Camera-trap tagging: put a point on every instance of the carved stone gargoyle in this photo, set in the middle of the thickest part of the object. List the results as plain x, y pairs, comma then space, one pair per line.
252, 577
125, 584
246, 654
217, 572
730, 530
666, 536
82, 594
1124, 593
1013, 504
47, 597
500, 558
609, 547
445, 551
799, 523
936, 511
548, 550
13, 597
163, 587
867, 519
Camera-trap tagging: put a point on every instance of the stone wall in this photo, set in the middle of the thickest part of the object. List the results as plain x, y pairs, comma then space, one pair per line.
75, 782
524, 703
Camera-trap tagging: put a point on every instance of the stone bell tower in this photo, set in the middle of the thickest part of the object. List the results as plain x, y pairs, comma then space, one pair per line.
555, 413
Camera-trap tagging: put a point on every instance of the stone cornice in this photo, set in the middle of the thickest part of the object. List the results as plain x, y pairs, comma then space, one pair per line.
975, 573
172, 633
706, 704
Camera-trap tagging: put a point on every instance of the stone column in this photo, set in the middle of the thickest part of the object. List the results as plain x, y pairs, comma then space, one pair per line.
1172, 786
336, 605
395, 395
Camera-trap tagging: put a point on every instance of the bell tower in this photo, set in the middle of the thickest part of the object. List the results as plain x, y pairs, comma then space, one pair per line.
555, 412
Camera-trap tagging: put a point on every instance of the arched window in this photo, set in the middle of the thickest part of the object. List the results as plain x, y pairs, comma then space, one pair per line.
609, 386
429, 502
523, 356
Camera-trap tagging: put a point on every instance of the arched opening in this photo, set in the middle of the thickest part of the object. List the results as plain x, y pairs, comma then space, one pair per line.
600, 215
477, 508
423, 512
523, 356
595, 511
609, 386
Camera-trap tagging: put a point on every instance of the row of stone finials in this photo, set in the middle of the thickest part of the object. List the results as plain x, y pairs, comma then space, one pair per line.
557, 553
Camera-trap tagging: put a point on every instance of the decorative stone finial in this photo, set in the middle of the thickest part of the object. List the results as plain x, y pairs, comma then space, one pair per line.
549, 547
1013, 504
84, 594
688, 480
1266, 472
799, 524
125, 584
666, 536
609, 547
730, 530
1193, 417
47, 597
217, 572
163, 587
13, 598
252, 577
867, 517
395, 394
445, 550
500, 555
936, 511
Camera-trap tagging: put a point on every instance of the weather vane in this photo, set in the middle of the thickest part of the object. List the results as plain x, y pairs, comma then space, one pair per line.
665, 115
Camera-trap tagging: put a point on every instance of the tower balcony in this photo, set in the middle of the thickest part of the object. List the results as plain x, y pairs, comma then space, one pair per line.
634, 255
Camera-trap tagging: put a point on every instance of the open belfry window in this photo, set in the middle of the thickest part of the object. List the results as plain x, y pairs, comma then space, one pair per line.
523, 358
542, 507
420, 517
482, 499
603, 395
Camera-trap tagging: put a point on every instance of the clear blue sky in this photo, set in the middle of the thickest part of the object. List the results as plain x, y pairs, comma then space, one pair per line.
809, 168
★ ★ ★ ★ ★
- Required action -
All of the records must be retyped exactly as they are.

- Output -
Camera-trap tagging: put a point on every instance of the carved stone gargoyle in this photo, set in the middle of the thickest part of the object. List the results as plain x, y pairs, comma then space, one pair per line.
252, 577
125, 584
246, 654
217, 572
730, 530
666, 536
82, 594
1124, 593
1013, 504
47, 597
500, 558
609, 547
445, 551
799, 523
936, 511
548, 550
13, 597
163, 587
867, 519
Camera-trap tagging: put a point on every instance of the stone wall in this photo, set in the middle of the thickest part of the object. List the results as plain x, y pairs, comma then space, one pair per line.
75, 782
524, 703
Camera-trap tagging: put a point on every instance of the stone bell tower in this photo, set in the middle of the thickest part of the object. List the results as plain x, y pairs, comma then space, one pair per line.
555, 413
Camera-trap tagging: put a point on every instance of the stone cornice in this photo, set in the middle of the thickest part of the object. List the results as plain x, y pairs, comma then space, one pair per line.
975, 573
172, 633
706, 704
Camera-trap tagging: put a point on every instance of the stone column in this photo, set in the middle of the thickest part of the object. List the results as plain x, y pairs, comma then space, one pair per line.
1172, 786
336, 605
395, 395
Camera-trap tagging: put a point on every instance of the bell tower in this photo, set in the middle of the thickest part of the object. List the results as plain x, y pairs, comma then space, one pair per line.
555, 412
Camera-trap tagging: put a point on every instance of the arched window in this photo, set in the middle of the thickest part of the object. List the results as plain x, y pairs, comma then space, one pair per line.
609, 386
429, 502
523, 356
Camera-trap tagging: put a point on every instance of the arched opening in this photo, set in the middle of the thickest part of the object. List the results as plain x, y pairs, comma then space, one pair per line.
600, 215
477, 508
423, 512
523, 356
595, 511
609, 386
Camera-trap tagging: put a point on every instance of the row of stone finials in this photo, set in the middle of the thickest part of the object. List the results as plain x, y pairs, comma then space, one pair per line.
557, 553
Camera-trap tagging: put a point on every instance of the decorative stone finial in this photo, set in the middle of the thickest part of the object. List the results as plain x, y pairs, comma then space, one pair per line.
549, 547
1013, 504
84, 594
688, 480
1266, 472
799, 524
125, 584
666, 536
609, 547
730, 530
1193, 417
47, 597
217, 572
163, 587
13, 598
252, 577
867, 517
395, 394
445, 550
500, 555
936, 511
Camera-trap tagging: put a point on every instance of the weather vane in this photo, set in the middle of the thickest part of the object. List the results as plain x, y pairs, comma then space, one pair per line.
665, 115
Camera-trap tagging: put a point on every instance of the tower balcony in this photo, set in the middle of the thickest part of the object. List the results as plain x, y pairs, comma then space, one pair per line.
634, 255
Camera-trap tagging: put a point on every instance of the open belfry window in this photo, set in the middle of the thickest part of the object. List the results as plain x, y pairs, comma then space, one pair per line.
523, 358
542, 507
420, 517
482, 499
603, 395
Camera-trap tagging: put a point on every instance of the clear blue sky in this photo, set in the middle of the thickest part of the object. List the results as plain x, y pairs, comma then space, one pair per line.
809, 168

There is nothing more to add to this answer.